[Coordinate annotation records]

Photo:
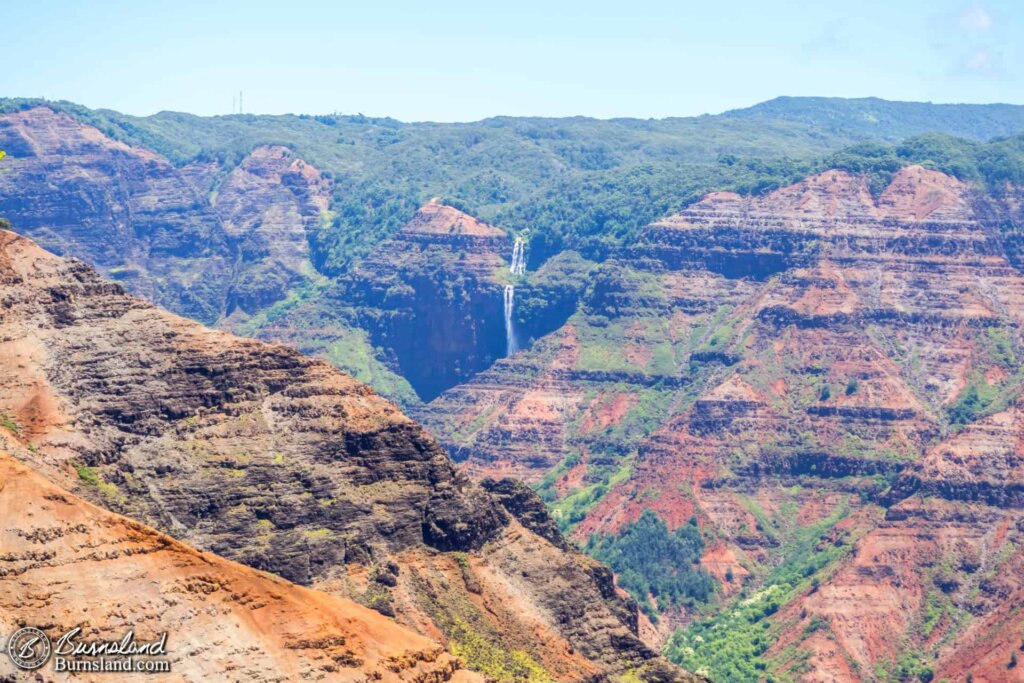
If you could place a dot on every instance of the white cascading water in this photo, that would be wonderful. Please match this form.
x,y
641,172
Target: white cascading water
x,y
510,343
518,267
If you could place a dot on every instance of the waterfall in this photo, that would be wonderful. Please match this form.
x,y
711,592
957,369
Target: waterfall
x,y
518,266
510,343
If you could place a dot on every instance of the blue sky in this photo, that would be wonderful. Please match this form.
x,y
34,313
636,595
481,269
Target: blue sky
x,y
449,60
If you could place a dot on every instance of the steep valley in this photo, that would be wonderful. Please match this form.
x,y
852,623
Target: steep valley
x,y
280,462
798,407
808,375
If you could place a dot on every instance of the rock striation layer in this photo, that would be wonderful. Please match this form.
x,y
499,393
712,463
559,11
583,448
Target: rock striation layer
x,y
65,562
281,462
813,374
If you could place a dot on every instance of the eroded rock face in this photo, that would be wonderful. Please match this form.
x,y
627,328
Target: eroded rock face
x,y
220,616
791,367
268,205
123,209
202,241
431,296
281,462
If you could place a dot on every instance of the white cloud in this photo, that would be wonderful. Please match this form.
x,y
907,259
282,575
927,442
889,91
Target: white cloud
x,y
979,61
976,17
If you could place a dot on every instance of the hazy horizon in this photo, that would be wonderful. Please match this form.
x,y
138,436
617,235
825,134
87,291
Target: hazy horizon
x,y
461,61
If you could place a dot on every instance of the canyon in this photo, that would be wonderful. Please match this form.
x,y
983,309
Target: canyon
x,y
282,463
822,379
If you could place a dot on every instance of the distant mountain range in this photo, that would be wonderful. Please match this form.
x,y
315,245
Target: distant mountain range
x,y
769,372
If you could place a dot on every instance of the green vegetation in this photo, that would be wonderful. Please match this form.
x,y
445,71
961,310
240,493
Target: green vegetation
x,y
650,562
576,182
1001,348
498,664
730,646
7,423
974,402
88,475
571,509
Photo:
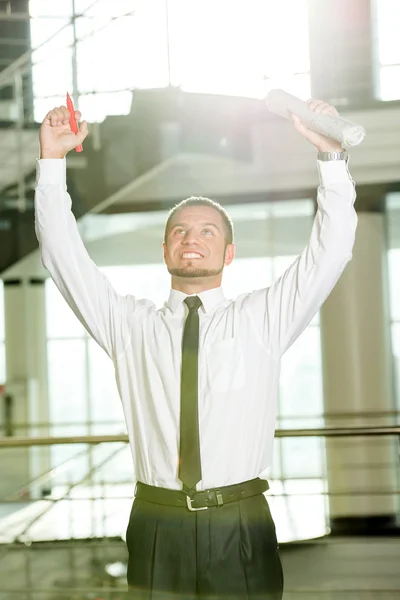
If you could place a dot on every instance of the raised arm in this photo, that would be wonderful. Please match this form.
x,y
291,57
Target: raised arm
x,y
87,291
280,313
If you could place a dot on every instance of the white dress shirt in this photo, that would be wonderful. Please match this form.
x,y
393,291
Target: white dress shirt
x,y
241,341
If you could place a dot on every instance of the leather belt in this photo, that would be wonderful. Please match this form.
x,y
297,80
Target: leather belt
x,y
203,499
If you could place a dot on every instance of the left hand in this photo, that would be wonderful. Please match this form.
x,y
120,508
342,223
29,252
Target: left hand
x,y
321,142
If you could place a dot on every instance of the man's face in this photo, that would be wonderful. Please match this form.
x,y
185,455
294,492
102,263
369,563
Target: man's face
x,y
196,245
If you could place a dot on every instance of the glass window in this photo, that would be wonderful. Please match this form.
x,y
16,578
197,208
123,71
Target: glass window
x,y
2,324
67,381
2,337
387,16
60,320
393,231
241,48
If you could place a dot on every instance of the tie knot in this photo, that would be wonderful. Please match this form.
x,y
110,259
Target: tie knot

#### Set task
Please copy every row above word for word, and leave the pictures out of your answer.

#### Task result
Photo:
If you could place a dot on every instance of the white cascading water in this photo, that would be wonderful. Please match this form.
x,y
641,172
Target: white cascading water
x,y
510,343
518,267
If you could place a dot on every instance of the waterfall in this photo, that would be wonderful. Please match this form.
x,y
711,592
957,369
Target: waterfall
x,y
518,266
510,343
If you could place a dot on every instance of the blue sky in this photo, that would be wonderful. Please match this form.
x,y
34,313
636,595
481,269
Target: blue sky
x,y
449,60
If you could place a dot on every instance of the steep valley in this photo, that would be wonderful. Please match this form.
x,y
852,623
Target: steep valley
x,y
280,462
798,407
808,375
If you could place a dot on every instance of the rock striation layer in this photo, that would be wonderful. Please match this form.
x,y
499,393
712,463
559,11
583,448
Target: rock striation layer
x,y
65,562
281,462
813,374
If you could place a dot on every instance of the eroded rock face in this photo, that would be wonderful. Please match this form.
x,y
627,328
Target: eroded rock face
x,y
220,616
791,367
268,205
123,209
202,241
431,296
281,462
If you could place a dot on every instance of the white cloud in this photo, that would be wonderful. Please match this form.
x,y
907,259
282,575
927,442
889,91
Target: white cloud
x,y
979,61
976,17
If you could place a dot on every instance of the hazy horizon in this photo, that would be wonderful. Please match this form.
x,y
138,436
617,235
825,134
87,291
Target: hazy horizon
x,y
461,61
If you could place a dot on every instance of the canyon in this photo, that would be wonderful. Please match this form.
x,y
983,309
Target: canyon
x,y
282,463
822,379
If you could place a dot on every instance of the distant mountain range in this photo, that would be wonderful. Please match this form.
x,y
315,245
Target: distant mountain range
x,y
769,372
If you could place a dot on every instance of the green vegetation in this photo, that would be wonderful. Please match this form.
x,y
445,71
961,310
240,493
Target: green vegetation
x,y
650,562
576,182
1001,348
498,664
730,646
7,423
974,402
88,475
571,509
Photo:
If you could place a dot on every instance of the raised arm in this photo, that would be wonderful. Please match this form.
x,y
291,57
Target: raised arm
x,y
87,291
280,313
If you could place a dot on every instance of the white dress shirt in this photo, that would be wonderful. Please match this form.
x,y
393,291
Target: white dress shirt
x,y
241,341
If you could place a dot on every instance of the leather belt in this photo, that would be wonderful. Please match this form.
x,y
297,80
Target: leather belt
x,y
203,499
If you could place a dot on every instance of the left hand in this photo, that would be wonderful. Please match this form.
x,y
120,508
342,223
29,252
Target: left hand
x,y
321,142
If you could place a dot on every instance of the man's face in this photo, that would be wonderful. Please match this form.
x,y
185,455
294,492
102,263
369,563
Target: man's face
x,y
196,245
If you could place a dot on every instance of the glass window in this photo, that would be wonderful. Please match this form.
x,y
16,578
197,208
123,71
Target: glass window
x,y
2,324
67,381
2,337
387,16
60,320
393,231
241,48
If you could place a dot on every instance of the tie knot in this photo, that would be wonderful. Please match this form.
x,y
110,259
Target: tie knot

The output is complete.